*** Given text ***

The Perl Toolchain Summit needs more sponsors. If your company depends on Perl, please support this very important event.

=pod

=head1 NAME

XML::QL - An XML query language

=head1 VERSION

0.07

=head1 SYNOPSIS

$ql = 'WHERE
         <head>$head</head>
       ORDER-BY
         $head
       IN
         "file:REC-xml-19980210.xml"
       CONSTRUCT
         $head';

print XML::QL->query($sql);

=head1 DESCRIPTION

This module is an early implementation of a note published by the W3C called
"XML-QL: A Query Language for XML". XML-QL allows the user to query an XML
document much like a database, and describe a construct for output. Currently
this module only offers partial functionality as described in the specification,
and even some of that has been changed for ease of use. This documentation
will describe the fuctionality of this module as well as differences from the
XML-QL specification.

=head1 METHODS

=over 4

=item query( "query" )

This is the only method required to use this module. This one method allows
the user to pass a valid XML-QL query to the module, and the return value is
the output.

=back

=head1 XML-QL: The Query Language

The basic syntax consists of two parts, a WHERE clause to describe the data
to search for, and a CONSTRUCT clause to describe how to return the data that
is found.

*** Data extract ***

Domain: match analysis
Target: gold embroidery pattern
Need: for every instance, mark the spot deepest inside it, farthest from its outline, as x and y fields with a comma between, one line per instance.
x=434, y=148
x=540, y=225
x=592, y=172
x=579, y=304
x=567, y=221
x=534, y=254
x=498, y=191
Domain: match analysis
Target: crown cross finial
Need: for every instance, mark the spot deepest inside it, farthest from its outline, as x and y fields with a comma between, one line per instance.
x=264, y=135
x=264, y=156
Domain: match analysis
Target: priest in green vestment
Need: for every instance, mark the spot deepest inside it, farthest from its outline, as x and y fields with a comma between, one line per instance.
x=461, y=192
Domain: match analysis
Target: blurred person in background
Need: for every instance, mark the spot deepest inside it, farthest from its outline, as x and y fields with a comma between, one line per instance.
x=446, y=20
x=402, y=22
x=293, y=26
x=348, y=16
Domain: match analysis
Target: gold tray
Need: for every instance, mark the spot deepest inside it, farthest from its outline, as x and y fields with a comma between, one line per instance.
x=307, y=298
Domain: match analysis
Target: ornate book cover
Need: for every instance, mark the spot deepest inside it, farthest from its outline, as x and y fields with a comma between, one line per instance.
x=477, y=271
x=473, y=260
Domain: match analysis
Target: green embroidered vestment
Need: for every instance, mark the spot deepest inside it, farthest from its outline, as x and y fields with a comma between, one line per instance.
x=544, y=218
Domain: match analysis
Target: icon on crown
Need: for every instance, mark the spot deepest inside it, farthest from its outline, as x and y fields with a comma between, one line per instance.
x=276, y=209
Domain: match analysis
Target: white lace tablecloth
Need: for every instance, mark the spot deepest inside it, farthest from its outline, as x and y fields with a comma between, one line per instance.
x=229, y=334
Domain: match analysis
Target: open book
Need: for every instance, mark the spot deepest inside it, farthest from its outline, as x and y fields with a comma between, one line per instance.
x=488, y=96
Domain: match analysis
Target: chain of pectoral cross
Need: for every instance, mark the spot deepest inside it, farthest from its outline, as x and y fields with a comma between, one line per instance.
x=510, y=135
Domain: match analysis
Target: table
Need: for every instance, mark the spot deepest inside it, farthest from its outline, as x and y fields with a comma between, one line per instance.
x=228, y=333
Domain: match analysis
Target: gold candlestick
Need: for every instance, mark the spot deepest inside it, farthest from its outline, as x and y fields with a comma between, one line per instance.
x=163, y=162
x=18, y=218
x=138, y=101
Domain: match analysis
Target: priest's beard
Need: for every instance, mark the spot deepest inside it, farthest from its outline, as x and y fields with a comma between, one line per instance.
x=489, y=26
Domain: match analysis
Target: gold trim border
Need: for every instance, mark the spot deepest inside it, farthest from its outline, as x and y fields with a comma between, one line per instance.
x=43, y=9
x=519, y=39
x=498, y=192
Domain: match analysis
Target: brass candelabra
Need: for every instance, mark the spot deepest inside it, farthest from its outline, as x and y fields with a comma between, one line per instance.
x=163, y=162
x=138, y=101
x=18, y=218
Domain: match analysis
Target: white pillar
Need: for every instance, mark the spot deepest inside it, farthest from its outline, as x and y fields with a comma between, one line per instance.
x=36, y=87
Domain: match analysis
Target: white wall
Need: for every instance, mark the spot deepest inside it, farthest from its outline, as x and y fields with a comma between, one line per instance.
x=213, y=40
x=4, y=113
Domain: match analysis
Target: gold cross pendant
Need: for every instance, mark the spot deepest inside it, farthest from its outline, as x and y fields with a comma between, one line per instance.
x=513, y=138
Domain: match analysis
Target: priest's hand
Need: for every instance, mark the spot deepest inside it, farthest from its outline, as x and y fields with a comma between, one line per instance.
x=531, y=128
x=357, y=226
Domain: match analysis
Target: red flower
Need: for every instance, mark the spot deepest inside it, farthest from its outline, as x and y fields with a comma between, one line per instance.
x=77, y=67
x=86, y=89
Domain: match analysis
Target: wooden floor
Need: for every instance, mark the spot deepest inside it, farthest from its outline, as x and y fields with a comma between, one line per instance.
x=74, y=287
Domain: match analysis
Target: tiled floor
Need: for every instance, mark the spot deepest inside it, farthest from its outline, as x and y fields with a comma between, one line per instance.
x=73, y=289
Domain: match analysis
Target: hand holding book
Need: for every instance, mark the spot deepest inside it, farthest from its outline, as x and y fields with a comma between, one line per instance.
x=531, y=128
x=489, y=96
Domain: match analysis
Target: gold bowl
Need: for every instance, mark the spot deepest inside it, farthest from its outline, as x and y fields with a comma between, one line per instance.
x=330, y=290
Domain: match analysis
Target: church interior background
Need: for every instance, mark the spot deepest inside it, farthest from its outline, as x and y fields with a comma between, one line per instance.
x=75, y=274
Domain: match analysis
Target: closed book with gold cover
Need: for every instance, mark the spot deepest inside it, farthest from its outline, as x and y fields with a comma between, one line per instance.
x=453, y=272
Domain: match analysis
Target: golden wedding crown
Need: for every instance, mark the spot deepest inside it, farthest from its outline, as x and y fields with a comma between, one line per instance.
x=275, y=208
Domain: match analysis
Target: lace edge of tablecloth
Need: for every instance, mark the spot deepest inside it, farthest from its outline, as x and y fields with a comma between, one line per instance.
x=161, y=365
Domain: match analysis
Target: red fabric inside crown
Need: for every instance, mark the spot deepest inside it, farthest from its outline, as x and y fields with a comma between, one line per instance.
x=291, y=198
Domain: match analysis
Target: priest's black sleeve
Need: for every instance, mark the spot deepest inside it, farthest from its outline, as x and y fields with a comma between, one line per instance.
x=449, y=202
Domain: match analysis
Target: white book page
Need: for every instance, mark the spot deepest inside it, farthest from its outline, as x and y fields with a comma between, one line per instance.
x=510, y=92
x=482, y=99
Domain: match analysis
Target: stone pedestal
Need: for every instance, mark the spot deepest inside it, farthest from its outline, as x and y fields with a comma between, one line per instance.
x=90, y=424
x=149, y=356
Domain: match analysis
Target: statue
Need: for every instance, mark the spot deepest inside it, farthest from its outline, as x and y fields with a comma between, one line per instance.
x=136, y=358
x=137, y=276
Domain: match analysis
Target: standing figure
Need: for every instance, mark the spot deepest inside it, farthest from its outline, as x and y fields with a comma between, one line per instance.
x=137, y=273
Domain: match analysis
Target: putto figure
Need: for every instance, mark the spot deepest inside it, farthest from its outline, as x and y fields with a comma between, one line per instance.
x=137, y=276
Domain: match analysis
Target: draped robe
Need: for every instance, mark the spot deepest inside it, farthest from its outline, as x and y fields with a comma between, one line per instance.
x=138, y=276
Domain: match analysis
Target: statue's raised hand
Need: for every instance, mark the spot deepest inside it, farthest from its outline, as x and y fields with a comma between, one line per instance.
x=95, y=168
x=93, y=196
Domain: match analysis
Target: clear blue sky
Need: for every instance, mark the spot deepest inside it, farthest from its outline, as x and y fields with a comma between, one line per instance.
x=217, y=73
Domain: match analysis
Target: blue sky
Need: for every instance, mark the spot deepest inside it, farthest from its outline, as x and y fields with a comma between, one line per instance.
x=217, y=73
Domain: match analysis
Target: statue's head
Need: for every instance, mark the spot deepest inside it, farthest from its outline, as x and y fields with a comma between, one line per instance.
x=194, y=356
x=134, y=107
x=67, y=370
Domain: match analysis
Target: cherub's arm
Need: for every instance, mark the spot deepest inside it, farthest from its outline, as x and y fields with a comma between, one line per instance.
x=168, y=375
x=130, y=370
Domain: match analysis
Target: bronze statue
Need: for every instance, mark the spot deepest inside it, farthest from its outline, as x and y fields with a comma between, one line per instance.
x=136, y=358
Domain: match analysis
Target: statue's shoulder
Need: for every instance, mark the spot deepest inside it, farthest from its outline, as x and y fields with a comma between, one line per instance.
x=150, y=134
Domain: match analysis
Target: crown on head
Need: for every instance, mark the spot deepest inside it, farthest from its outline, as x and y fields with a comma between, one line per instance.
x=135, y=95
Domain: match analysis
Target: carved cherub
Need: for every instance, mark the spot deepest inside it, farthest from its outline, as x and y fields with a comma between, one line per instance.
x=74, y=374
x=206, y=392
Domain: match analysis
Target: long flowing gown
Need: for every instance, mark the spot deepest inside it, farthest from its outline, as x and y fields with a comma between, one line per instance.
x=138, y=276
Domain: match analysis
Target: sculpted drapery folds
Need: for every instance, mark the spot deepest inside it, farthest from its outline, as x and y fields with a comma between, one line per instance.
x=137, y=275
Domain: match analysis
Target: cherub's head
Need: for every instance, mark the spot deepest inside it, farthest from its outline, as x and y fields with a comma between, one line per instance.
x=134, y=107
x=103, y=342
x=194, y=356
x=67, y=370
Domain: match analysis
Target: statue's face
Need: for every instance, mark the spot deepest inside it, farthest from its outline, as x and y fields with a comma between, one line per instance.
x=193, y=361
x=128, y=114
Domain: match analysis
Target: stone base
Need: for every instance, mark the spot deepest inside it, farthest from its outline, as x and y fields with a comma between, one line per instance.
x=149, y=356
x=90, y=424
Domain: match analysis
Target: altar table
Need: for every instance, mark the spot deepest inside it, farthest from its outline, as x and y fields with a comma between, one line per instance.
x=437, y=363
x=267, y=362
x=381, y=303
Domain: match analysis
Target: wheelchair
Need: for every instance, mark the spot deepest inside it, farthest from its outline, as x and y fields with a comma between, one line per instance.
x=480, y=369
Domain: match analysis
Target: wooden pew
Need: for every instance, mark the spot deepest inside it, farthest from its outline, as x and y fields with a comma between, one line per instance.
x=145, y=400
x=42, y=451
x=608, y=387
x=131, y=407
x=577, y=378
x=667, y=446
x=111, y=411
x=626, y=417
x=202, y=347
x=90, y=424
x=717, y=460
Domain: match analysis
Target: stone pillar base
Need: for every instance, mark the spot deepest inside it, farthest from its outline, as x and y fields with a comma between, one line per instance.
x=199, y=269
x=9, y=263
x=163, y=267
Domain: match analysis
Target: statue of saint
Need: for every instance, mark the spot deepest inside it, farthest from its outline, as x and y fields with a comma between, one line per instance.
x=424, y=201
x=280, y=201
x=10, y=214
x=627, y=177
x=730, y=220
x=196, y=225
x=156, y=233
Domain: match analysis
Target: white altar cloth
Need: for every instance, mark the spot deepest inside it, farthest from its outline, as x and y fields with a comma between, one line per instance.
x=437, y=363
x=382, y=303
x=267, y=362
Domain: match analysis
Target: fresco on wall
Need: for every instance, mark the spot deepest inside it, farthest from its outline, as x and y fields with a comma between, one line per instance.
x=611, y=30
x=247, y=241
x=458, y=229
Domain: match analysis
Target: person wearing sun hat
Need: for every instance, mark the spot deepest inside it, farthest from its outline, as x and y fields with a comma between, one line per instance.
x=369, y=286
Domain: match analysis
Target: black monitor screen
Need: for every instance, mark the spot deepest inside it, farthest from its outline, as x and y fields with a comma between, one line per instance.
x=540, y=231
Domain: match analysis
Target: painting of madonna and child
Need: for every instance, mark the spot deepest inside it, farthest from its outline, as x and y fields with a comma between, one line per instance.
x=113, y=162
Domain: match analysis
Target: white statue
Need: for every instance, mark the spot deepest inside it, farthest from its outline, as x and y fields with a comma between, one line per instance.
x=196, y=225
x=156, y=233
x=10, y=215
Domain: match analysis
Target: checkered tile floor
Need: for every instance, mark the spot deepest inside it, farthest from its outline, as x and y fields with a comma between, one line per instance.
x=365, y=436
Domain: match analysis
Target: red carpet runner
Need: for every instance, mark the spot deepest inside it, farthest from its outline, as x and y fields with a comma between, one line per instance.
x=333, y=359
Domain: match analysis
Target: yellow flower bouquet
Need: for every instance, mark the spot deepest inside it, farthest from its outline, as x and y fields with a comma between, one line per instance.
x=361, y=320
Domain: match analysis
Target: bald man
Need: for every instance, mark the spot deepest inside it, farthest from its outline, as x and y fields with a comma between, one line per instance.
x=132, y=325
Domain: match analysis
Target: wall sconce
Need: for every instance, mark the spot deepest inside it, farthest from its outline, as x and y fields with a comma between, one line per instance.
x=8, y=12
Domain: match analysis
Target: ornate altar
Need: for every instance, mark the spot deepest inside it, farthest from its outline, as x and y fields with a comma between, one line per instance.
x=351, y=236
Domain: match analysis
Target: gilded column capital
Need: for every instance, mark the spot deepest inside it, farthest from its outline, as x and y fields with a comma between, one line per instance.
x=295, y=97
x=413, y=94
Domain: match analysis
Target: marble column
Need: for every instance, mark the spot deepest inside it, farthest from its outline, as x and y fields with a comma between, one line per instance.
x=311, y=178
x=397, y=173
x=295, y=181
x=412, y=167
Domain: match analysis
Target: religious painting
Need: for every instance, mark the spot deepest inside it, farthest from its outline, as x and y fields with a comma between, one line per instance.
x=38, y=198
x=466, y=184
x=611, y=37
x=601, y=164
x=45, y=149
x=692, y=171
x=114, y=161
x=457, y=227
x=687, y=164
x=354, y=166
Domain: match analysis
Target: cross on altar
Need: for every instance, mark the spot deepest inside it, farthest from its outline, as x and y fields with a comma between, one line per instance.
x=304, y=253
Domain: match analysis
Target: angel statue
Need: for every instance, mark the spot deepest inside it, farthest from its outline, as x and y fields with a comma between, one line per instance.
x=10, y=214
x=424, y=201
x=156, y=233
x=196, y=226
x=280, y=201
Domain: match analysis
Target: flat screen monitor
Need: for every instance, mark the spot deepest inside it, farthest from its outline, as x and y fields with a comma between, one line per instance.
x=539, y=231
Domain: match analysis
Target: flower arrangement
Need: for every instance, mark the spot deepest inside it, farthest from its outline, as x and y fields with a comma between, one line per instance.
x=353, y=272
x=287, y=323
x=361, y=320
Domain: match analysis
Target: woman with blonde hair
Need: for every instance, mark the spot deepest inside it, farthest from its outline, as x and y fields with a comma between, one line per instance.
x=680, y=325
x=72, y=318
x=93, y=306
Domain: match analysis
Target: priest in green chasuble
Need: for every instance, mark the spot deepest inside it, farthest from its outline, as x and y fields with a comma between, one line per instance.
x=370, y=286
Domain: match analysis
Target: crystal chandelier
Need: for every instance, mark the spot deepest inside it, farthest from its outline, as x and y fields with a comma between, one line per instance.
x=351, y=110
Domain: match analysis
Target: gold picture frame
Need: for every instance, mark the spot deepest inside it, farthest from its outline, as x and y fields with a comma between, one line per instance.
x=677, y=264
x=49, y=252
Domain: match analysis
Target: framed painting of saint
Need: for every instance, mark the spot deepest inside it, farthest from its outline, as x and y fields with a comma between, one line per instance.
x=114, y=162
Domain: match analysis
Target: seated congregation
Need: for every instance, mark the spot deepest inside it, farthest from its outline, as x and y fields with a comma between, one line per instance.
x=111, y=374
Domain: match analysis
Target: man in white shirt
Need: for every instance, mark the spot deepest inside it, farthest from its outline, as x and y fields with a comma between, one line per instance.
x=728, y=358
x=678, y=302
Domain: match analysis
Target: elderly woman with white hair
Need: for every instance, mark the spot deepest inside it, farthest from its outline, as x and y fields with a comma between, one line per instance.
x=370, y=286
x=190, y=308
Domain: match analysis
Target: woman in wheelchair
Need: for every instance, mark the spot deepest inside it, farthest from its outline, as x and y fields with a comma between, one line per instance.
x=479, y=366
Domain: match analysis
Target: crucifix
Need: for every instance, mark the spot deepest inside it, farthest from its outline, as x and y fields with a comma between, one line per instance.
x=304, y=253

***

Work instructions: Please reproduce the XML::QL documentation word for word, starting at the words "This module is" and ending after "XML-QL specification.".

Completed exercise:
This module is an early implementation of a note published by the W3C called
"XML-QL: A Query Language for XML". XML-QL allows the user to query an XML
document much like a database, and describe a construct for output. Currently
this module only offers partial functionality as described in the specification,
and even some of that has been changed for ease of use. This documentation
will describe the fuctionality of this module as well as differences from the
XML-QL specification.